**Your assignment**
The required response is the number of lines in the entries that include the word "below", with nothing added.

**Saved data entries**
==========
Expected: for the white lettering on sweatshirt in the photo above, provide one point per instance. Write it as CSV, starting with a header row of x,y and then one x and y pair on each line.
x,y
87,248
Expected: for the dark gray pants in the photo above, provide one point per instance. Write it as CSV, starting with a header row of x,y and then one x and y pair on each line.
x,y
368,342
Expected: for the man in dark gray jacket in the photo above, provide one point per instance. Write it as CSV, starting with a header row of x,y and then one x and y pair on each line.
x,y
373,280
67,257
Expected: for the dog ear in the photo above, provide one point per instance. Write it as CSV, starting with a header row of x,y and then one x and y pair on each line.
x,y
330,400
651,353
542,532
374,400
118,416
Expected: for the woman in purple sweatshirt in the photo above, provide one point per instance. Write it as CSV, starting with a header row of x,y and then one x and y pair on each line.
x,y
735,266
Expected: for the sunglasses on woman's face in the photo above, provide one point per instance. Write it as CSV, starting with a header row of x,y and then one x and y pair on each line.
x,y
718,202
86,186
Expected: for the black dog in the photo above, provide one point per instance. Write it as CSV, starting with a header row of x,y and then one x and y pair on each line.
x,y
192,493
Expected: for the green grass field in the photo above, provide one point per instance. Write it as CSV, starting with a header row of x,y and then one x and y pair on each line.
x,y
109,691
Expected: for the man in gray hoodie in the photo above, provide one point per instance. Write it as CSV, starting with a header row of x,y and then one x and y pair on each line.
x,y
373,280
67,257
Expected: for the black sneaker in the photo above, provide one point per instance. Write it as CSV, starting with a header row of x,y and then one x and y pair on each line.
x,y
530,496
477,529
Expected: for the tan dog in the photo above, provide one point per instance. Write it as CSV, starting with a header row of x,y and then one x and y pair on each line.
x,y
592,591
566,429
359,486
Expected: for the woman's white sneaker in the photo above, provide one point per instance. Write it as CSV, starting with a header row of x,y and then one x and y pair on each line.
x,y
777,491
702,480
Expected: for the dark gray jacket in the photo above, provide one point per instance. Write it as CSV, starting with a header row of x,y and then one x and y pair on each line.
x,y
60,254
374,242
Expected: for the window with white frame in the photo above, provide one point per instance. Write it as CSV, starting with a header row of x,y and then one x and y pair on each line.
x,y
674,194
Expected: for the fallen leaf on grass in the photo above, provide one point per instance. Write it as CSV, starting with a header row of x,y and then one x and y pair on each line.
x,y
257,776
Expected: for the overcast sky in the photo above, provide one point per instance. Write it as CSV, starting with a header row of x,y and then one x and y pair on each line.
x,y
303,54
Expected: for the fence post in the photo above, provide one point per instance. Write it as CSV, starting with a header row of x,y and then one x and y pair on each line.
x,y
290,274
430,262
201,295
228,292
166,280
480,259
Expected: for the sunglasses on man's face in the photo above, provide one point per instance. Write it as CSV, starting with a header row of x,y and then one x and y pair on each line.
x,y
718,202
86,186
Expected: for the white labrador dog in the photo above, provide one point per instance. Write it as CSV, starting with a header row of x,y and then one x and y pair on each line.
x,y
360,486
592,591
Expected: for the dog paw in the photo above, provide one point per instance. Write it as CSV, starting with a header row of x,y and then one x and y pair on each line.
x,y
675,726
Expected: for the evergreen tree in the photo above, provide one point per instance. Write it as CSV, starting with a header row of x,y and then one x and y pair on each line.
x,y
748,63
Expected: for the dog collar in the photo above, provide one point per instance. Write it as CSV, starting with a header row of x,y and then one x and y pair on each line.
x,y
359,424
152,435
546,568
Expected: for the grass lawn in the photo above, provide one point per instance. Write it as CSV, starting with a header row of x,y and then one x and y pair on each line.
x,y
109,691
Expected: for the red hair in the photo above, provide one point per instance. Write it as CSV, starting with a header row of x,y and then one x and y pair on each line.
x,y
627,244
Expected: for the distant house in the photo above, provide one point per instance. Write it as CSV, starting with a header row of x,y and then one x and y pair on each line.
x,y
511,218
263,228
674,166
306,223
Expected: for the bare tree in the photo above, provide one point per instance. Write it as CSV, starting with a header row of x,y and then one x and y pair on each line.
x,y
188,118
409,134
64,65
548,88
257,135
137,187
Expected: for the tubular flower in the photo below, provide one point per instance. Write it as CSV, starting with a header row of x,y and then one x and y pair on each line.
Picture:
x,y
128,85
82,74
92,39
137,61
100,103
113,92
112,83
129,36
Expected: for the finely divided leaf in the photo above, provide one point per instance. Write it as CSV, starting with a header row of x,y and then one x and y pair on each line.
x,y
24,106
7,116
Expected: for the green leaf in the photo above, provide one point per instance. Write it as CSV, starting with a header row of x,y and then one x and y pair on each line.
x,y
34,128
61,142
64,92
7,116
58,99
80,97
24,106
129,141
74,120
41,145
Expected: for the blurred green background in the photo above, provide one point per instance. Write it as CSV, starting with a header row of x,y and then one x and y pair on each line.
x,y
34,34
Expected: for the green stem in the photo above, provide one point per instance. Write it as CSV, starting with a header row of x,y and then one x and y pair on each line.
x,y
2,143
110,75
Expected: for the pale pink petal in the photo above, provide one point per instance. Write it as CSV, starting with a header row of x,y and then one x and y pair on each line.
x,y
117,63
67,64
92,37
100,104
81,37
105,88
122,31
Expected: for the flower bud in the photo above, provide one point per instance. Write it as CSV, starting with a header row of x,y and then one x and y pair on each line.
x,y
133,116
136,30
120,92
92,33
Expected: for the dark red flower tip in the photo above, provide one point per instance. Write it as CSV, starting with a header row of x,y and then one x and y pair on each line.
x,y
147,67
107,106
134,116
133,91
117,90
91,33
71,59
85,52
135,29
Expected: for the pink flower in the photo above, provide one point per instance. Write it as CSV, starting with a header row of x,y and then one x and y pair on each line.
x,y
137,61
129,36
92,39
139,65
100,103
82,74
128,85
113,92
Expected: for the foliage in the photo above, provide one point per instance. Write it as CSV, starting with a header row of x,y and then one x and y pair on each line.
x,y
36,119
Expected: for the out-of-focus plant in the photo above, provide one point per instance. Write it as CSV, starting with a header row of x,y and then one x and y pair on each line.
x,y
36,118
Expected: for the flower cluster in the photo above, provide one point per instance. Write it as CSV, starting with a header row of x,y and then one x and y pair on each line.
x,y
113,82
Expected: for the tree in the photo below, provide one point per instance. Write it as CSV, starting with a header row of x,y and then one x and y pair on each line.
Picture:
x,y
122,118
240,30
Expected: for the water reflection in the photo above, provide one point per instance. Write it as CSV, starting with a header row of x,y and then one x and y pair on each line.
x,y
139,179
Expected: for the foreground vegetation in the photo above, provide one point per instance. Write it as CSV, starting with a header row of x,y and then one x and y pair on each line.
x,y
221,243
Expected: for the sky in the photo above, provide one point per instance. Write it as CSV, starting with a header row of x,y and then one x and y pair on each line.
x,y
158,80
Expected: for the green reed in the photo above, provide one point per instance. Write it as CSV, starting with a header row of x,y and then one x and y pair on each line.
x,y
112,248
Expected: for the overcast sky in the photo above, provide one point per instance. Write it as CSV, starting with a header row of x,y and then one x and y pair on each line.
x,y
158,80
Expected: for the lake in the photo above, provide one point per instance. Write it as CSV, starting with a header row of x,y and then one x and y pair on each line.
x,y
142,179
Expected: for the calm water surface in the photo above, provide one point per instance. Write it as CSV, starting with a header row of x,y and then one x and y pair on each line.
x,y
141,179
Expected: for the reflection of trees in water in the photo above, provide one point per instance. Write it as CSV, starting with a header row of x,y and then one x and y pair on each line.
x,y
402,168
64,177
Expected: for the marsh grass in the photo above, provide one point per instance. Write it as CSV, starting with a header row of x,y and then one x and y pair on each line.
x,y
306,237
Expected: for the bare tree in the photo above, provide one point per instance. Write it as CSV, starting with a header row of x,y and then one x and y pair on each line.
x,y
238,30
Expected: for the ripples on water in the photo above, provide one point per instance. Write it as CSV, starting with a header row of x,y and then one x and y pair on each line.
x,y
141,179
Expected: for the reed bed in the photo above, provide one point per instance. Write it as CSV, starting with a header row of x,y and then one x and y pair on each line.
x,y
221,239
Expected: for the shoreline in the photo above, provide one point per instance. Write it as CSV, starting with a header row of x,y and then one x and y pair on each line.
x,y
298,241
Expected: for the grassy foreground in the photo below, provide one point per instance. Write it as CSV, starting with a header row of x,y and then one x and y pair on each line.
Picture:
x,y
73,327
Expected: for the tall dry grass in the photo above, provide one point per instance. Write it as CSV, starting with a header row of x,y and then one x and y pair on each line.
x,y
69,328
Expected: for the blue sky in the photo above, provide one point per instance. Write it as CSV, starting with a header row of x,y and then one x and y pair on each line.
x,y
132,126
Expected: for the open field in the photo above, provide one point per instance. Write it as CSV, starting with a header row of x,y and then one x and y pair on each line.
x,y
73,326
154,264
==========
**Result for this exercise**
3